- Source extract:
EventID: 1
Shortname: phylohack
URL: http://informatics.nescent.org/wiki/Phylohackathon_1
Original proposal: http://informatics.nescent.org/wiki/Proposal
While powerful analysis tools exist for comparison of evolutionary models, inference of phylogenetic trees, and testing of hypotheses in a comparative framework, these tools can sometimes be difficult to incorporate into automated workflows due to incompatible interfaces and data exchange formats.
A number of software development projects have striven to address this issue, for example by creating a modular architecture that the phyloinformatic community can contribute to (e.g. Mesquite, R, Bio* toolkits) or by advocating object and data models that the community can adopt (e.g. BioSQL, BioCORBA, CIPRES).
The widely-used Bio* toolkits (BioPerl, BioJava, BioPython, BioRuby, …) have successfully provided a “glue” that allows interoperability of diverse applications, automation over large scales, and integration of data from diverse sources, primarily in genomics. Other, modular architectures along comparable lines (pise, CIPRES, phycas, mesquite) are in various stages of development and adoption. This wiki, and the “hackathon” it documents, seeks to integrate the knowledge of phylogenetic programmers from these different projects.

- Study questions:
• 1. Copy the phylohackathon description word for word, starting with "The widely-used Bio*" and going on through "these different projects.".
• 2. Write the next part of the phylohackathon description, picking up after its last sentence.

- Input data:
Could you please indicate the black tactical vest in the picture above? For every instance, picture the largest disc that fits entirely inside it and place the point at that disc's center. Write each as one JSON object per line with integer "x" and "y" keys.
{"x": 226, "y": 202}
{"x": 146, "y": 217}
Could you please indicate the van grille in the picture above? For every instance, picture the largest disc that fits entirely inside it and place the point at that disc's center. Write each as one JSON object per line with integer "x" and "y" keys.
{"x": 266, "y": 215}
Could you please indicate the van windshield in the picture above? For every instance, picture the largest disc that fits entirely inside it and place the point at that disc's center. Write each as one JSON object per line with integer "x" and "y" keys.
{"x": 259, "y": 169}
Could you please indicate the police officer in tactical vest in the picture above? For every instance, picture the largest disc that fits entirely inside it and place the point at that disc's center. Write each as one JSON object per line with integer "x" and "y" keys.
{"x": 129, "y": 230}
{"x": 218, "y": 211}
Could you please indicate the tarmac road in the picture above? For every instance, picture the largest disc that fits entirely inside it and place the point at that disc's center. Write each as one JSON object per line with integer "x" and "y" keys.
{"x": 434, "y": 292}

- Your responses:
• 1.
The widely-used Bio* toolkits (BioPerl, BioJava, BioPython, BioRuby, …) have successfully provided a “glue” that allows interoperability of diverse applications, automation over large scales, and integration of data from diverse sources, primarily in genomics. Other, modular architectures along comparable lines (pise, CIPRES, phycas, mesquite) are in various stages of development and adoption. This wiki, and the “hackathon” it documents, seeks to integrate the knowledge of phylogenetic programmers from these different projects.

• 2.
The objective of this first NESCent phyloinformatics hackathon was (and is on a continuing basis) on leveraging the Bio* open source software tools to provide the “glue” and lower the barriers for using phylogenetic tools within automated workflows.
This event called them use cases rather than pitches. The link is here: http://informatics.nescent.org/wiki/UseCases. There was also a list of targets.
The documentation page of the hackathon wiki contains a list of projects.